=== Dataset entries ===

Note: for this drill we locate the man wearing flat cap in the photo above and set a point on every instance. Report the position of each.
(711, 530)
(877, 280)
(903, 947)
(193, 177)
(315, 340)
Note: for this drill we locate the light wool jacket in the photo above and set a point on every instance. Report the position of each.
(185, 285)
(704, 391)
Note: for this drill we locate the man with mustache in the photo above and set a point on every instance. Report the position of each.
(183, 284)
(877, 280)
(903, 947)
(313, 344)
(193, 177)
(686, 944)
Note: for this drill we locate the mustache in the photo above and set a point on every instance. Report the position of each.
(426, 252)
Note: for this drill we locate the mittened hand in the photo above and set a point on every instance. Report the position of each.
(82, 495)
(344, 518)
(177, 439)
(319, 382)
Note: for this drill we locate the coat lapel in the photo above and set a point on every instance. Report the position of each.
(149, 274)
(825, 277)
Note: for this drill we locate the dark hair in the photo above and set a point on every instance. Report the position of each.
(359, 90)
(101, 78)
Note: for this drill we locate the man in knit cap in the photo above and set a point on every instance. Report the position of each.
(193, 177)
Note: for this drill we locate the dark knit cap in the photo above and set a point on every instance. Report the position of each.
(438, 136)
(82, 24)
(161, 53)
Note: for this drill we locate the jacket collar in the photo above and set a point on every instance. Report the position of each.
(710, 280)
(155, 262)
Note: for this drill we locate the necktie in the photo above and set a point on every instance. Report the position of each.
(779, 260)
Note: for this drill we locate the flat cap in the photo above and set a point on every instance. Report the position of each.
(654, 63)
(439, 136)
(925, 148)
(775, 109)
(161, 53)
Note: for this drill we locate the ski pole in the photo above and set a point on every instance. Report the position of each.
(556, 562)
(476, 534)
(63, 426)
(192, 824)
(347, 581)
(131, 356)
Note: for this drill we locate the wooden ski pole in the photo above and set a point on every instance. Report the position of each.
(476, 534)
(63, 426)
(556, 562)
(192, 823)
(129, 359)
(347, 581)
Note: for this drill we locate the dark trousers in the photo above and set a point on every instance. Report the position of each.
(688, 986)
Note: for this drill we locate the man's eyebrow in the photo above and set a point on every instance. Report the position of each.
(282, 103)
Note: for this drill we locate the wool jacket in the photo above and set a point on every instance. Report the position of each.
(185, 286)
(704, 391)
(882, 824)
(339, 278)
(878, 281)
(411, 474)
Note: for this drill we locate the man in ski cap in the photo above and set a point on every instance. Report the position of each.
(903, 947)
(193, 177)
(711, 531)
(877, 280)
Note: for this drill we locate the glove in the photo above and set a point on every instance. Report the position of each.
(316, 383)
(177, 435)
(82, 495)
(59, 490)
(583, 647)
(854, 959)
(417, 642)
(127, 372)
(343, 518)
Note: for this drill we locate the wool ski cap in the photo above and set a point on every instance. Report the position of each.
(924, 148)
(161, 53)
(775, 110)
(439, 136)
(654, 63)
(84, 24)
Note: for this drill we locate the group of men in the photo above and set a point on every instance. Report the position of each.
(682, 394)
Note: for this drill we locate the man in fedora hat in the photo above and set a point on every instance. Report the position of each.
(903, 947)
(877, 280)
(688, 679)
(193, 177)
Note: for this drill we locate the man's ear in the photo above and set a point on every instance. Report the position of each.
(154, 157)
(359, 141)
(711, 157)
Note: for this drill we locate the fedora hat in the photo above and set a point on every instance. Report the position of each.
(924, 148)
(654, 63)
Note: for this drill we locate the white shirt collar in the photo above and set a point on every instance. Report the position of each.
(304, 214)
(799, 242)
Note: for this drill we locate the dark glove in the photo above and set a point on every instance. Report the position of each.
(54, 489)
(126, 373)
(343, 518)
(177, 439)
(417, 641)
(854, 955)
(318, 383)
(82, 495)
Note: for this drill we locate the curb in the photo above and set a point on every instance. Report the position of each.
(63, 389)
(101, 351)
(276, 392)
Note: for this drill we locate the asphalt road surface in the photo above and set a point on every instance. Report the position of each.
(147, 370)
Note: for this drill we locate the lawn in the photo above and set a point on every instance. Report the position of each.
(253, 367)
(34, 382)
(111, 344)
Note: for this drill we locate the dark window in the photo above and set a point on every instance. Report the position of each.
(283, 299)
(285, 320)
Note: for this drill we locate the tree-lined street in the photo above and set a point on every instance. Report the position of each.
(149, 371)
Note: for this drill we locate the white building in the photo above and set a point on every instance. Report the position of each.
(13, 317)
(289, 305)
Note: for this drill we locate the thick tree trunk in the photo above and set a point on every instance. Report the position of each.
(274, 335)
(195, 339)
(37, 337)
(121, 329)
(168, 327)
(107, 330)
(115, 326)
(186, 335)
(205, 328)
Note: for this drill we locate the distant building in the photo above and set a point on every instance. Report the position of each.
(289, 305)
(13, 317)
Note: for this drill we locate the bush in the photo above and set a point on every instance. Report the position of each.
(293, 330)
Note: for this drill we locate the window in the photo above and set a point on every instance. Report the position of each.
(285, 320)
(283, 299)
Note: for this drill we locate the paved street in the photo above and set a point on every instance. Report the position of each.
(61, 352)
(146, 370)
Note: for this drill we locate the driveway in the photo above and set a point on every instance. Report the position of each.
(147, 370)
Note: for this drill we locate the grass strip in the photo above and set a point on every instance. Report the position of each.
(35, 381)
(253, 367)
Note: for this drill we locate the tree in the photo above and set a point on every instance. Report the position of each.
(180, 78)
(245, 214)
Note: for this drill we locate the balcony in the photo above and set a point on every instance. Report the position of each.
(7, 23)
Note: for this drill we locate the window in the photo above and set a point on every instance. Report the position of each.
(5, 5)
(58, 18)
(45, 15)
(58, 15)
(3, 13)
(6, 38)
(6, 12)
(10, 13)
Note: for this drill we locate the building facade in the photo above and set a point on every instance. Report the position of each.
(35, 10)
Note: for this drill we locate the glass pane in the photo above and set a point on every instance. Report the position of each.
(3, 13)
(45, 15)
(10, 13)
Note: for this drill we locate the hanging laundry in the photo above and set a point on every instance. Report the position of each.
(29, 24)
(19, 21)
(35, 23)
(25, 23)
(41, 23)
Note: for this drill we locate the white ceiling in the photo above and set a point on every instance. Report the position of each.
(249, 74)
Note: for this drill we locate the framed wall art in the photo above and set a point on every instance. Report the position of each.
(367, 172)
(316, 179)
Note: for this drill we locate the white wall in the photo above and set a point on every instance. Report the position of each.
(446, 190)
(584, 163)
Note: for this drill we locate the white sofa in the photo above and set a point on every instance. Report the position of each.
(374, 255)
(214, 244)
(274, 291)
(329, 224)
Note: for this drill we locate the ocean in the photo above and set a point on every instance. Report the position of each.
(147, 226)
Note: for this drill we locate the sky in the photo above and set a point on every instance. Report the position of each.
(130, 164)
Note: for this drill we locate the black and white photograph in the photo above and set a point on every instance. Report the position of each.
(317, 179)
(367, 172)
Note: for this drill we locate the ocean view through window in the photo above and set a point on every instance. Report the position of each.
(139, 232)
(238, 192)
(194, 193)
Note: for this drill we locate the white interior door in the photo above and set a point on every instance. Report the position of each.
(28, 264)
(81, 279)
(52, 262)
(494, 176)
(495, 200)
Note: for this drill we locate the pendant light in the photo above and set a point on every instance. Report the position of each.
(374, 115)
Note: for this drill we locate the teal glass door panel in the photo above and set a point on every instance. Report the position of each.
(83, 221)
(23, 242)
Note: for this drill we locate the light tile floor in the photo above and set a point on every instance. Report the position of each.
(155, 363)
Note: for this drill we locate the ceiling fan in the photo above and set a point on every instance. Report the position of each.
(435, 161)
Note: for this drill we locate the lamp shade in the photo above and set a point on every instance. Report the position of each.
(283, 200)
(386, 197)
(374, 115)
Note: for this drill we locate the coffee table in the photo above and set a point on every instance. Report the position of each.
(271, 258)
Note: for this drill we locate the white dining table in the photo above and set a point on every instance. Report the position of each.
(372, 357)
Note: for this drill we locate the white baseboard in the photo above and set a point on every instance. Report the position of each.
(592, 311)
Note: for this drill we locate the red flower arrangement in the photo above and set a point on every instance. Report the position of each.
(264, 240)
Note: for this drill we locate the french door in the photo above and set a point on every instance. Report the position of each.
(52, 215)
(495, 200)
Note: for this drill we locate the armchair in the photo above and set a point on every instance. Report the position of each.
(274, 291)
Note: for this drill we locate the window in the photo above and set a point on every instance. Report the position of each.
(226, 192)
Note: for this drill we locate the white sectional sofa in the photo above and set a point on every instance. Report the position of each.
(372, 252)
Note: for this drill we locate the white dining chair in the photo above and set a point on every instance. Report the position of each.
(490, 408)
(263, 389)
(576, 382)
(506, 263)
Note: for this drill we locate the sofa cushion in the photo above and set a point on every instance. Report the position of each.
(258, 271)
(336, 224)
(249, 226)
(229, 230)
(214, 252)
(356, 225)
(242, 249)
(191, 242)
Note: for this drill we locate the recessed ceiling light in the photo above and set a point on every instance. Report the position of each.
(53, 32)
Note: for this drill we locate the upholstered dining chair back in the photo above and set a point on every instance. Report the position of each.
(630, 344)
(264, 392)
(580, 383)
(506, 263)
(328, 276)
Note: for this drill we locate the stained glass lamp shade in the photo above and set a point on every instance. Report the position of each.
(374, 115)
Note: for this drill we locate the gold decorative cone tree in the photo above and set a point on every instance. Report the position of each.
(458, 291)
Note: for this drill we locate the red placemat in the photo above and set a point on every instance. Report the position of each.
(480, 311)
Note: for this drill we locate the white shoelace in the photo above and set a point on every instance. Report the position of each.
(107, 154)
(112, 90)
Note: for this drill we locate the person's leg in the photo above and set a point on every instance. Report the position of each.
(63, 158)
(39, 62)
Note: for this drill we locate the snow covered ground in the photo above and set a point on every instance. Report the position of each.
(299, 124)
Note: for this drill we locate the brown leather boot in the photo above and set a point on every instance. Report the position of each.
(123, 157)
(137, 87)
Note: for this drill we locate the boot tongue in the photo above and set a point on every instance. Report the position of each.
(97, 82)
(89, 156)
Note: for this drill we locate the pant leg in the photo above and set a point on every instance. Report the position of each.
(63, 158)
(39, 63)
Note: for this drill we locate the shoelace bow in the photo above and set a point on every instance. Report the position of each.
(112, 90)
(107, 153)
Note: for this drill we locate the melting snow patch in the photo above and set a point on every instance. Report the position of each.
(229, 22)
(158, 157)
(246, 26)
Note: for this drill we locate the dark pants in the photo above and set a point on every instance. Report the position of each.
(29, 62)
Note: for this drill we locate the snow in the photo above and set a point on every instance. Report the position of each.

===

What to do -> The lines to output run from the one containing "Note: for this drill we locate the boot" through the last line of the records above; repeat them exactly and nothing more.

Exercise solution ->
Note: for this drill we locate the boot tongue in the photo above and set a point on every instance. Report the position of each.
(97, 82)
(89, 156)
Note: for this drill we locate the pant leg in the photo above and set a point on every instance. Report the position of each.
(63, 158)
(39, 63)
Note: for this drill we locate the shoelace bow in the photo above and set a point on every instance. Report the position of each.
(112, 90)
(107, 153)
Note: for this drill we locate the melting snow patch in the photo above and set a point on every instance. Report the position of each.
(229, 22)
(158, 157)
(246, 26)
Note: for this drill we locate the dark pants in the photo above and set a point on every instance. Report the position of each.
(29, 62)
Note: for this drill we locate the snow in the photo above and set a point on every instance. Report the position of each.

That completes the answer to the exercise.